Document passage:
Start of Block
Re: (Score:3, Insightful)
Re:Frosty (Score:5, Informative)
You assume all the people put to death are actually guilty of the crime. This is certainly not true. Also, as the GP implied, plenty of people who are guilty of the crime don't get put to death. When was the last time you heard of a wealthy well-connected person sentenced to death?
Re: (Score:3, Interesting)
So... what's an acceptable error rate? If "only" 10% of the people we kill are innocent, is that OK?
It is well established that innocent people have been killed and that innocent people who are on death row are regularly found out and released.
So... how many innocent people are you comfortable in killing?
Re: (Score:3, Insightful)
So... what's an acceptable error rate? If "only" 10% of the people we kill are innocent, is that OK?
If you think it's anywhere near 10%, you are deluding yourself. But as I said, even one is too many. Most of the cases we know about occurred in the days before the current level of sophistication of CSI, what with DNA and other techniques.
I agree with you that the Death Penalty is morally wrong, but suggesting huge numbers of the many people on Death Row are innocent is unrealistic and detrimental you your argument.
Re:Frosty (Score:4, Insightful)
Per the Constitution, the acceptable error rate is 0% false positives and any amount of false negatives.
However, the issue here is that the error rate applies to the conviction, not the punishment. People who oppose the death penalty on the grounds that it kills innocent people are making the implicit claim that it's somehow not just as bad for those innocent people to rot in prison forever, which is a horrifically barbaric ideology in and of itself.
Re:Frosty (Score:5, Interesting)
Except... Numerous studies have shown that the death penalty has no effect on crime so no consequences for not killing people.
So... best to join the rest of the civilized countries in the world and abolish the death penalty.
Re: (Score:3)
I don't accept killing innocent people.
I don't even accept the idea of killing guilty people.
To me, killing is just a brutal revenge. I think killing a guilty person is actually the easy way out for the guilty. I think it is a much more severe punishment to have a guilty person rot in jail for the rest of their life without the possibility of release.
End of Block
Transcribe the forum thread on the death penalty in full, reproducing every line without alteration.

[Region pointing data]
Start of Block
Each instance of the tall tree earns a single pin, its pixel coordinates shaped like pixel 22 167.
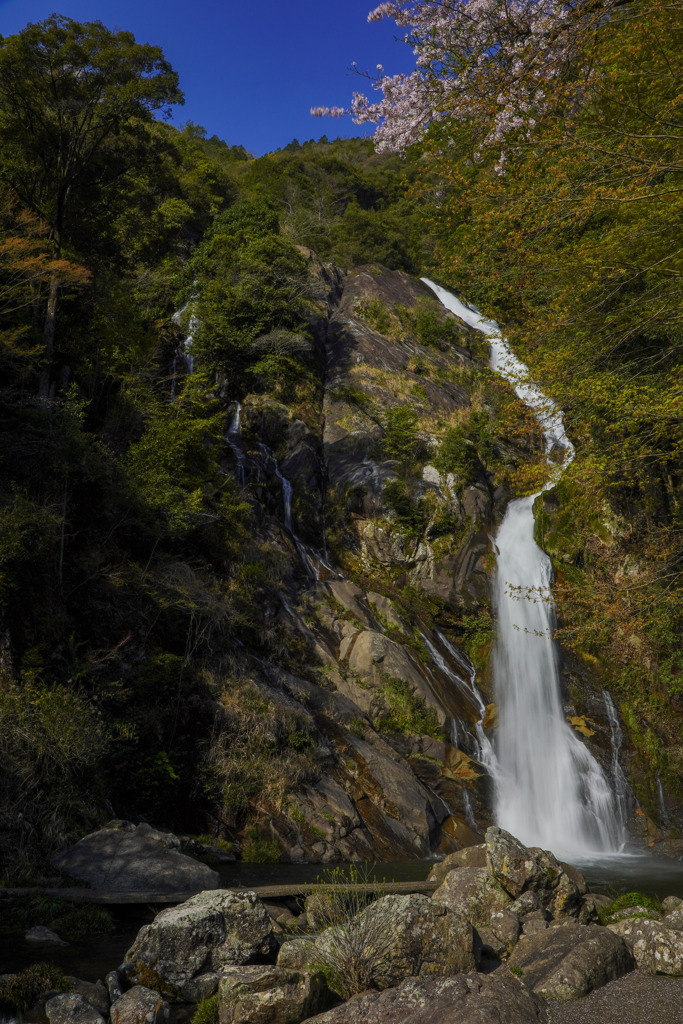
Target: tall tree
pixel 75 99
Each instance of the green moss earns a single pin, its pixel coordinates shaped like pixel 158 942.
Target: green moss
pixel 626 900
pixel 261 851
pixel 407 712
pixel 207 1011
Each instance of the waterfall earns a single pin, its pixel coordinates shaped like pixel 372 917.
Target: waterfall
pixel 550 791
pixel 233 432
pixel 623 792
pixel 193 325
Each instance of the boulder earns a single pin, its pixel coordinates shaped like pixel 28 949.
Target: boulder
pixel 296 954
pixel 471 856
pixel 139 1006
pixel 674 919
pixel 269 995
pixel 466 998
pixel 124 857
pixel 69 1008
pixel 92 992
pixel 114 985
pixel 566 961
pixel 44 936
pixel 184 946
pixel 519 869
pixel 408 936
pixel 473 893
pixel 656 947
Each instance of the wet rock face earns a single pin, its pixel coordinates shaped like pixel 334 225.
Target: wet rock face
pixel 472 892
pixel 185 946
pixel 426 939
pixel 127 857
pixel 466 998
pixel 565 961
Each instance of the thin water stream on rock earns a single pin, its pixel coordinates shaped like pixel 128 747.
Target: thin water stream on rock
pixel 550 791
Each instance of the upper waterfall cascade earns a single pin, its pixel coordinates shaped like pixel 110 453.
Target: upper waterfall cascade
pixel 550 791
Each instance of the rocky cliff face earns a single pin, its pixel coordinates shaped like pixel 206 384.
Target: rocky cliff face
pixel 380 504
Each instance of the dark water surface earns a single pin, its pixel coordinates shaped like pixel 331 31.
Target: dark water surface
pixel 94 958
pixel 610 873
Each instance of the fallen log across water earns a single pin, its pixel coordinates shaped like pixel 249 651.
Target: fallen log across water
pixel 122 897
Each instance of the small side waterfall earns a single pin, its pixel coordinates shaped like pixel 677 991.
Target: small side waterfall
pixel 550 791
pixel 623 792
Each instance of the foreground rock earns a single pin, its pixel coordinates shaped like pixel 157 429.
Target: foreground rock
pixel 656 946
pixel 519 869
pixel 71 1009
pixel 566 961
pixel 423 939
pixel 270 995
pixel 394 938
pixel 186 946
pixel 466 998
pixel 473 893
pixel 139 1006
pixel 471 856
pixel 125 857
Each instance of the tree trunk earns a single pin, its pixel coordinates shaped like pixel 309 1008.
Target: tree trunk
pixel 48 336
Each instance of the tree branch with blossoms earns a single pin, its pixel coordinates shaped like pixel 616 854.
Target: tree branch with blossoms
pixel 496 62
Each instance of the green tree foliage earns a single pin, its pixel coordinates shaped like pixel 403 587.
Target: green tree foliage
pixel 74 101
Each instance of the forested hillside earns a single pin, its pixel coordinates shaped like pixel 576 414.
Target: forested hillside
pixel 164 650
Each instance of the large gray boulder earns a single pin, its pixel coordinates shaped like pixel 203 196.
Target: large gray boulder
pixel 566 961
pixel 123 857
pixel 470 856
pixel 70 1008
pixel 182 951
pixel 93 992
pixel 139 1006
pixel 656 946
pixel 269 995
pixel 466 998
pixel 518 869
pixel 473 893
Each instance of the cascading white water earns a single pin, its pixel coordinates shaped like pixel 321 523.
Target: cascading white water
pixel 233 432
pixel 550 791
pixel 623 792
pixel 193 325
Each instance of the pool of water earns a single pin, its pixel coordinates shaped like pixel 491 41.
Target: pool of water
pixel 93 960
pixel 610 873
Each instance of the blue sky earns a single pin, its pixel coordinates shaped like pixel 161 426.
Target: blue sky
pixel 250 71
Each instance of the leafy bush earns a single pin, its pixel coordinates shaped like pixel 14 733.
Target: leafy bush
pixel 407 712
pixel 72 921
pixel 23 991
pixel 50 741
pixel 261 851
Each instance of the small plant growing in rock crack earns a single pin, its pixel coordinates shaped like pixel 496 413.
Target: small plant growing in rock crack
pixel 353 946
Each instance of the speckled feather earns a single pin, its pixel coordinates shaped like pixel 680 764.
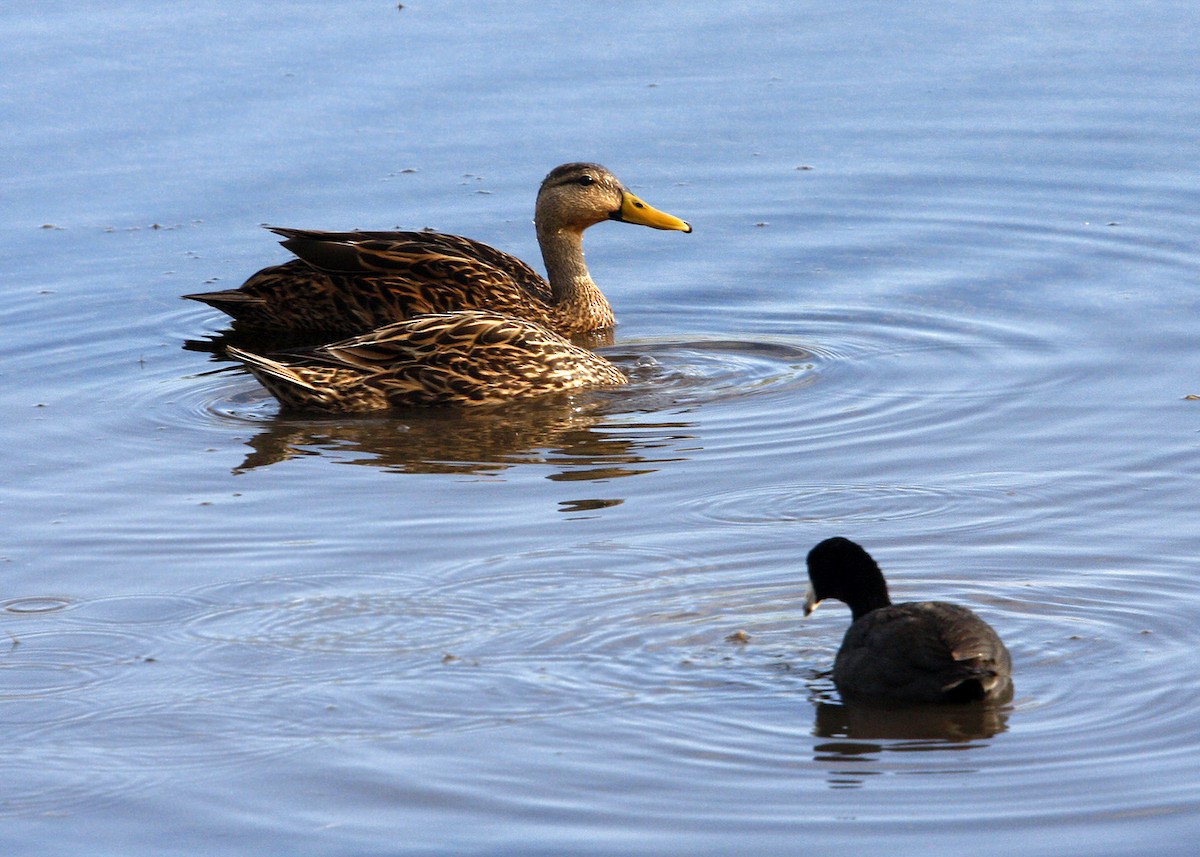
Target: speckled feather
pixel 348 282
pixel 463 358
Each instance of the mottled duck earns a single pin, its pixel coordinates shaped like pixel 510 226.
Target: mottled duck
pixel 463 358
pixel 349 282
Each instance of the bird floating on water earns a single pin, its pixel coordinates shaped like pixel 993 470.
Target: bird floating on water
pixel 911 653
pixel 465 358
pixel 345 283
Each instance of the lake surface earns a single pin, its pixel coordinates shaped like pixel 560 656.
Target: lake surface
pixel 941 298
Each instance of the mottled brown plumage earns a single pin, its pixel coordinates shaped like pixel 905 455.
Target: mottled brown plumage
pixel 462 358
pixel 349 282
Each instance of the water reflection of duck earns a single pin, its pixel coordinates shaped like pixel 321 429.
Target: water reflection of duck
pixel 465 358
pixel 349 282
pixel 568 436
pixel 916 652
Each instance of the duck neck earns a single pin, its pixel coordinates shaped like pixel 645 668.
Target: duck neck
pixel 575 294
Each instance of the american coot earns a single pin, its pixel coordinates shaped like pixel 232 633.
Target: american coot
pixel 345 283
pixel 913 652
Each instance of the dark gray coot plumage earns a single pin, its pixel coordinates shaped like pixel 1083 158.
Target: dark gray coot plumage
pixel 915 652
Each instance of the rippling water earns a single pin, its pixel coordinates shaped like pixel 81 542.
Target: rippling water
pixel 940 299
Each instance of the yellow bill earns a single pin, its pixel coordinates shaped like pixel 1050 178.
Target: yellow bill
pixel 634 210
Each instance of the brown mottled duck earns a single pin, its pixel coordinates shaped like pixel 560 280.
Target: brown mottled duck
pixel 348 282
pixel 463 358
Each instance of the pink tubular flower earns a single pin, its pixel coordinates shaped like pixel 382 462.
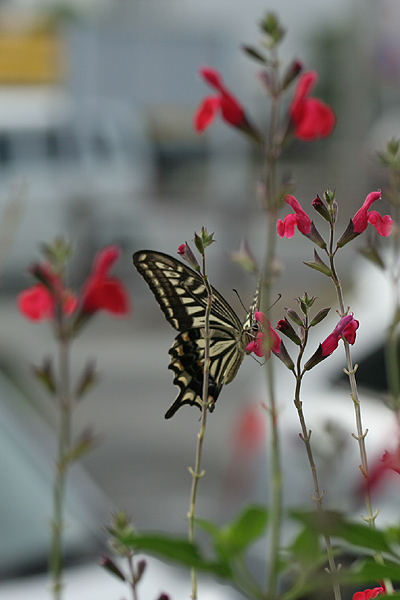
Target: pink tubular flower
pixel 299 218
pixel 266 341
pixel 311 117
pixel 378 471
pixel 363 216
pixel 347 328
pixel 101 291
pixel 231 110
pixel 369 594
pixel 39 302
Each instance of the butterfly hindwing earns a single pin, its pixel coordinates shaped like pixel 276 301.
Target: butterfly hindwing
pixel 182 296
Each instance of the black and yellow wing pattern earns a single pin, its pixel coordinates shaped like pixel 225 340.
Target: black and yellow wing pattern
pixel 182 296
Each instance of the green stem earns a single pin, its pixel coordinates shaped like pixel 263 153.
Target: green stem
pixel 197 473
pixel 269 273
pixel 360 434
pixel 64 440
pixel 306 437
pixel 391 348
End of Block
Written answer:
Re: (Score:3, Insightful)
Re:Frosty (Score:5, Informative)
You assume all the people put to death are actually guilty of the crime. This is certainly not true. Also, as the GP implied, plenty of people who are guilty of the crime don't get put to death. When was the last time you heard of a wealthy well-connected person sentenced to death?
Re: (Score:3, Interesting)
So... what's an acceptable error rate? If "only" 10% of the people we kill are innocent, is that OK?
It is well established that innocent people have been killed and that innocent people who are on death row are regularly found out and released.
So... how many innocent people are you comfortable in killing?
Re: (Score:3, Insightful)
So... what's an acceptable error rate? If "only" 10% of the people we kill are innocent, is that OK?
If you think it's anywhere near 10%, you are deluding yourself. But as I said, even one is too many. Most of the cases we know about occurred in the days before the current level of sophistication of CSI, what with DNA and other techniques.
I agree with you that the Death Penalty is morally wrong, but suggesting huge numbers of the many people on Death Row are innocent is unrealistic and detrimental you your argument.
Re:Frosty (Score:4, Insightful)
Per the Constitution, the acceptable error rate is 0% false positives and any amount of false negatives.
However, the issue here is that the error rate applies to the conviction, not the punishment. People who oppose the death penalty on the grounds that it kills innocent people are making the implicit claim that it's somehow not just as bad for those innocent people to rot in prison forever, which is a horrifically barbaric ideology in and of itself.
Re:Frosty (Score:5, Interesting)
Except... Numerous studies have shown that the death penalty has no effect on crime so no consequences for not killing people.
So... best to join the rest of the civilized countries in the world and abolish the death penalty.
Re: (Score:3)
I don't accept killing innocent people.
I don't even accept the idea of killing guilty people.
To me, killing is just a brutal revenge. I think killing a guilty person is actually the easy way out for the guilty. I think it is a much more severe punishment to have a guilty person rot in jail for the rest of their life without the possibility of release.